Gemäß Siebert (1974) sollten Curricula durch eine induktive Herangehensweise, also anhand der Lernerfordernisse des Individuums, konzipiert werden (vgl. ebd., 41). Dies galt auch für Robinsohn (1975). Für ihn erforderte der „Inhalt“ als „Substanz der Lernsituation“, neben einer Analyse der Lebenssituationen der Lernenden (Situations- und Qualifikationsanalyse), die Identifizierung von Bildungszielen und -inhalten (Curriculumforschung), deren Organisation im Lehrplan, die Umsetzung im Unterricht (Curriculumkonstruktion) und die Erfolgskontrolle (Curriculumevaluation) (vgl. Robinsohn 1975, 11). Robinsohn (1975) wies kritisch darauf hin, dass ein festlegen von Erfolgskontrollen und damit verbundenen Lernresultaten schnell dazu führen kann, diese als einen Maßstab für Bildungsziele anzulegen. Er forderte daher eine möglichst objektive Sichtweise in der Beurteilung von Lernresultaten (vgl. ebd., 11).

### Bereitgestellte Einträge
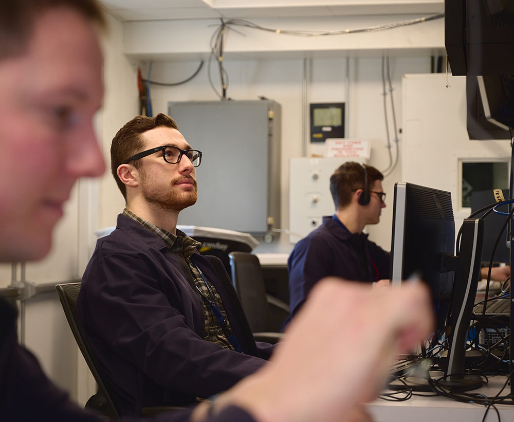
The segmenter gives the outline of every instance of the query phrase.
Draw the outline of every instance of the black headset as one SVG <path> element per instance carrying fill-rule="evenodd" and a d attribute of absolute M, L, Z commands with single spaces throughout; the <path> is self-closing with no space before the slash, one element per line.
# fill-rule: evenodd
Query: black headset
<path fill-rule="evenodd" d="M 361 205 L 368 205 L 370 203 L 370 192 L 368 190 L 368 169 L 363 164 L 361 164 L 364 169 L 364 189 L 359 197 L 359 204 Z"/>

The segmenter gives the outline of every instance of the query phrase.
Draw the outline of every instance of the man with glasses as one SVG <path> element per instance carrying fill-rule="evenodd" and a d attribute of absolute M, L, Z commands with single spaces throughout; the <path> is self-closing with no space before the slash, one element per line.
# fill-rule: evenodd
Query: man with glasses
<path fill-rule="evenodd" d="M 164 114 L 138 116 L 113 140 L 126 207 L 98 240 L 78 305 L 123 415 L 225 390 L 273 349 L 253 340 L 221 261 L 213 266 L 176 228 L 179 213 L 196 201 L 201 159 Z"/>
<path fill-rule="evenodd" d="M 318 280 L 336 276 L 347 280 L 388 283 L 390 253 L 362 233 L 380 221 L 386 207 L 383 175 L 371 166 L 353 161 L 330 178 L 335 214 L 295 246 L 287 262 L 291 313 L 288 323 Z"/>

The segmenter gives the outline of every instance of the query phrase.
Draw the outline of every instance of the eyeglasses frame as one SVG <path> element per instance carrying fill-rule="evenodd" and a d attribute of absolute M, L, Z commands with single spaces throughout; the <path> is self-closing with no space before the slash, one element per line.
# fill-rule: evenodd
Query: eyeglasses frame
<path fill-rule="evenodd" d="M 378 195 L 378 198 L 380 200 L 381 202 L 386 203 L 386 192 L 377 192 L 376 191 L 370 191 L 370 193 L 376 193 Z"/>
<path fill-rule="evenodd" d="M 163 153 L 166 150 L 167 148 L 168 148 L 170 146 L 173 146 L 174 148 L 176 148 L 177 150 L 178 150 L 178 151 L 180 151 L 180 155 L 178 156 L 178 159 L 176 162 L 171 162 L 171 161 L 169 161 L 168 160 L 166 159 L 166 156 L 164 154 L 163 154 L 162 158 L 164 159 L 164 160 L 169 164 L 178 164 L 178 163 L 180 162 L 180 160 L 182 159 L 182 156 L 183 155 L 186 155 L 188 159 L 191 161 L 191 163 L 192 163 L 193 162 L 192 161 L 191 161 L 191 160 L 187 156 L 187 153 L 190 151 L 195 151 L 195 152 L 198 153 L 198 154 L 200 156 L 199 162 L 198 162 L 198 166 L 195 166 L 194 164 L 193 164 L 193 167 L 198 167 L 201 163 L 201 151 L 198 151 L 198 150 L 193 150 L 193 149 L 187 150 L 185 151 L 183 150 L 181 150 L 176 145 L 163 145 L 161 146 L 156 146 L 155 148 L 151 148 L 150 150 L 146 150 L 145 151 L 142 151 L 141 152 L 134 154 L 130 158 L 127 158 L 126 160 L 125 160 L 125 162 L 124 162 L 123 164 L 128 164 L 129 161 L 131 161 L 133 160 L 139 160 L 140 158 L 142 158 L 144 157 L 147 157 L 149 155 L 151 155 L 152 154 L 155 154 L 155 153 L 159 152 L 159 151 L 162 151 L 162 152 Z"/>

### Ziel der Übung
Liste bitte alle Fachbegriffe auf, die im Textauszug zur Curriculumentwicklung in Klammern hinter den von Robinsohn genannten Schritten stehen.

### Lösung der Übung
- Situations- und Qualifikationsanalyse
- Curriculumforschung
- Curriculumkonstruktion
- Curriculumevaluation